- [Texte cité]:
- - - - - - -
Un texte rédigé par Hélène Mouchard-Zay pour son compte facebook quand elle s'aperçut que Marine Le Pen détournait complètement la pensée de son père Jean Zay.   

Voici donc ce qu'écrit Henri Pena-Ruiz :

   « On ne peut appeler laïcité une idéologie qui privilégie le catholicisme et discrimine l'islam au nom d'une tradition nationale. En adoptant une telle attitude, le Front national renoue avec l'ethnocentrisme colonialiste qui exalte l'Occident chrétien contre l'Orient musulman. »

    «  La référence à la laïcité, en l'occurrence, est une usurpation … La laïcité est en effet un dispositif universaliste qui s'interdit de privilégier tout particularisme » (p.466 – 467).
- - - - - - -
- [Données enregistrées]:
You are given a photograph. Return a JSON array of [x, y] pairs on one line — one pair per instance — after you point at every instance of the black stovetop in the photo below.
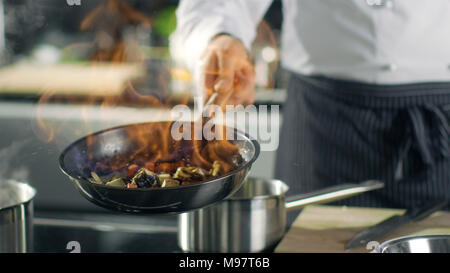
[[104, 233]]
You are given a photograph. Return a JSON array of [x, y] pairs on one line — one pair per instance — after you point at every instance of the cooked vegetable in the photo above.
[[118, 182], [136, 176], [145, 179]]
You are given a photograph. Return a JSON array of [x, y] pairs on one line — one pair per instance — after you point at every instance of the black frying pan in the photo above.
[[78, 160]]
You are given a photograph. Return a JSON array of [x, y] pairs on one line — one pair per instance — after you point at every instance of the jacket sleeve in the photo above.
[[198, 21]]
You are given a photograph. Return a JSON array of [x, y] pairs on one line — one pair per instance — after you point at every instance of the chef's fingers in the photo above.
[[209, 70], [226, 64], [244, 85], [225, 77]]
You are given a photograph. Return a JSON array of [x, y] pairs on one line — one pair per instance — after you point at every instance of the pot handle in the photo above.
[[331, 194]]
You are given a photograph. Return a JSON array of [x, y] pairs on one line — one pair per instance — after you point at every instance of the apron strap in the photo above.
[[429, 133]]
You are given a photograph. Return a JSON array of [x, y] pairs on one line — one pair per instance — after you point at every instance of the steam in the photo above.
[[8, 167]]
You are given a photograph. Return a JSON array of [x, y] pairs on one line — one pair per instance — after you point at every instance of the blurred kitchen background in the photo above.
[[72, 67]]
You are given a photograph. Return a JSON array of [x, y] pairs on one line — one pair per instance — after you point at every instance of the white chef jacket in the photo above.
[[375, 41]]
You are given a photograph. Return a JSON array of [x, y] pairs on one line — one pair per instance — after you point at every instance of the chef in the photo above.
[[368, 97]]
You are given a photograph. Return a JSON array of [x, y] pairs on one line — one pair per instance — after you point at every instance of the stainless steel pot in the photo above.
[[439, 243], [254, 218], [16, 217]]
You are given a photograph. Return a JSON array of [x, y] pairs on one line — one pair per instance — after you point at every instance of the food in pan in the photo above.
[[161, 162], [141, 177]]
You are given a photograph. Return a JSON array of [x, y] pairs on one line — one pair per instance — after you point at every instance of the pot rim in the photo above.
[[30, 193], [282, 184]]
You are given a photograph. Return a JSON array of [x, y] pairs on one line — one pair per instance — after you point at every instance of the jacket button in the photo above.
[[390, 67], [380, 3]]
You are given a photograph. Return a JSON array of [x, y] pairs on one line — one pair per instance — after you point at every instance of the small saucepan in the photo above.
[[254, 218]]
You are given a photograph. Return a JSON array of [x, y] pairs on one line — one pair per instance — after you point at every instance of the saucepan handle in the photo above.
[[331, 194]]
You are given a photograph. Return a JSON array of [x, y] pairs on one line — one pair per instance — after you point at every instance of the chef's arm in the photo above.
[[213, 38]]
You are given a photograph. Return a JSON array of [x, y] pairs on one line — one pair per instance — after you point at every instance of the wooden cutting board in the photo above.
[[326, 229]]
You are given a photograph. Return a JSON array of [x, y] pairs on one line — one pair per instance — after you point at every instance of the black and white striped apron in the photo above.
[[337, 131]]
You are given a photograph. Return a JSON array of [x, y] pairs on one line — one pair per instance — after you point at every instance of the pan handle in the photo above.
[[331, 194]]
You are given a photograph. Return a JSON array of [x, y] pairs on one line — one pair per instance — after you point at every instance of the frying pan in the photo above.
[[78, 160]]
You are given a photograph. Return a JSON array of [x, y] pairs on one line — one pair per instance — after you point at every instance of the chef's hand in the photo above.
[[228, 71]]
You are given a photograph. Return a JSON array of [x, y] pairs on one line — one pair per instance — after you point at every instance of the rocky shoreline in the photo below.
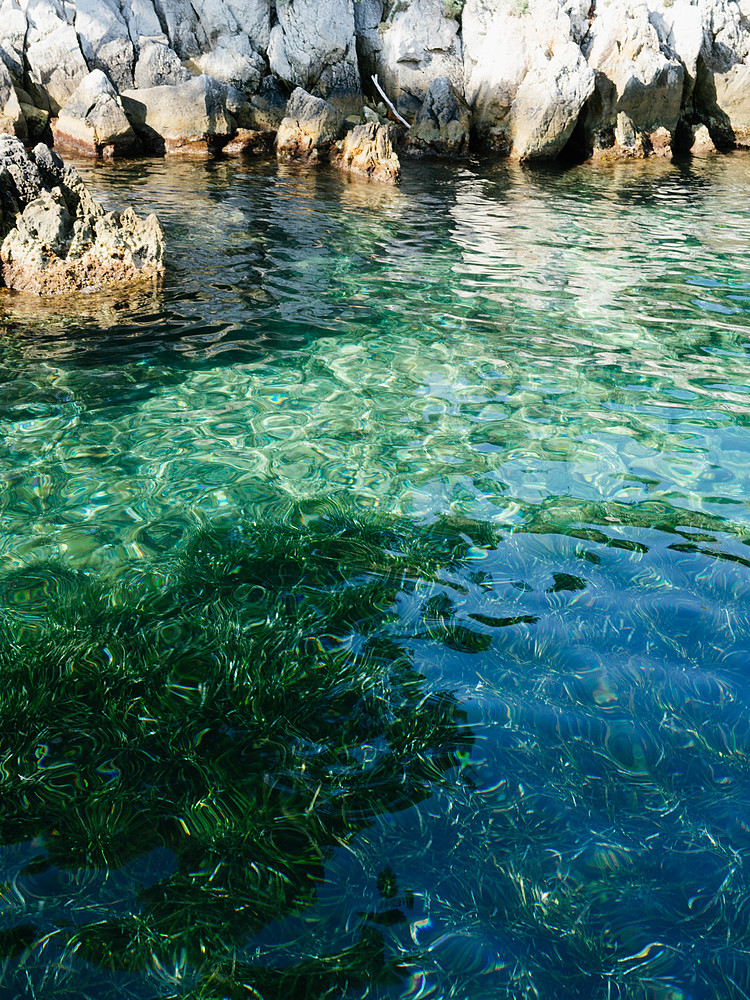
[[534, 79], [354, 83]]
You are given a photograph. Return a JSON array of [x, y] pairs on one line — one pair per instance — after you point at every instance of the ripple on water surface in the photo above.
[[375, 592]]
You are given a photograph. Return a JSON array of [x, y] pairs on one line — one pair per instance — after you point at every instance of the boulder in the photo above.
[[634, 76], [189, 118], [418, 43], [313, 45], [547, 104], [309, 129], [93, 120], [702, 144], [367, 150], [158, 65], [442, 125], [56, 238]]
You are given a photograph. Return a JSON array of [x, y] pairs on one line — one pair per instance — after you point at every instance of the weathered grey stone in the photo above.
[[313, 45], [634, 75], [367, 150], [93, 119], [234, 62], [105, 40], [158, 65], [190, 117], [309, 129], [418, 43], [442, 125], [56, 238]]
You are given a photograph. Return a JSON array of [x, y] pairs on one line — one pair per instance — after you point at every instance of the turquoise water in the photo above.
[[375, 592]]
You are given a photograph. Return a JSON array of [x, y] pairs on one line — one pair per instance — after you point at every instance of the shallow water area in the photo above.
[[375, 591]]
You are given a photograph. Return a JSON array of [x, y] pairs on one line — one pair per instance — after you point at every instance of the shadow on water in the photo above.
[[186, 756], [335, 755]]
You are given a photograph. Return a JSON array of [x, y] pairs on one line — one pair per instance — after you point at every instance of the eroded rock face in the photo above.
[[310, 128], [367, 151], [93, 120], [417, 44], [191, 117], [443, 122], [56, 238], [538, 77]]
- - - - - - -
- [Énoncé du problème]: Rédigez la suite du texte cité sur la laïcité, en reprenant juste après sa dernière phrase. Il n'est pas nécessaire de consulter les données.

- [Résultat produit]:
     « Il n'y a pas à proprement parler une identité de la France, entendue comme ensemble de traits caractéristiques d'un mode de vie. Mais sur le plan juridique et politique concernant l'organisation des rapports entre les êtres humains, il y en a une, celle de la République démocratique, laïque, sociale, indivisible, stipulée par le premier article de la Constitution. » (p. 466)

     « Ce qui est pervers et idéologiquement redoutable dans ce nouveau discours ethnocentriste, c'est le fait de paraître assumer les valeurs républicaines alors que traditionnellement c'est l'ordre social dominateur qui était encensé » (p.471)

          Ce ne sont là que quelques extraits des 9 pages que compte cette entrée. Ce sont  des propos très forts. Puissent-ils être efficaces.

   Pour conclure, je tiens à vous transmettre ce texte d'Hélène Mouchard-Zay. Hommage à Jean Zay, certes, mais c'est aussi un hommage à la laïcité telle qu'il la concevait et à l'école publique pour laquelle il a tant œuvré.

   «  Elle a osé...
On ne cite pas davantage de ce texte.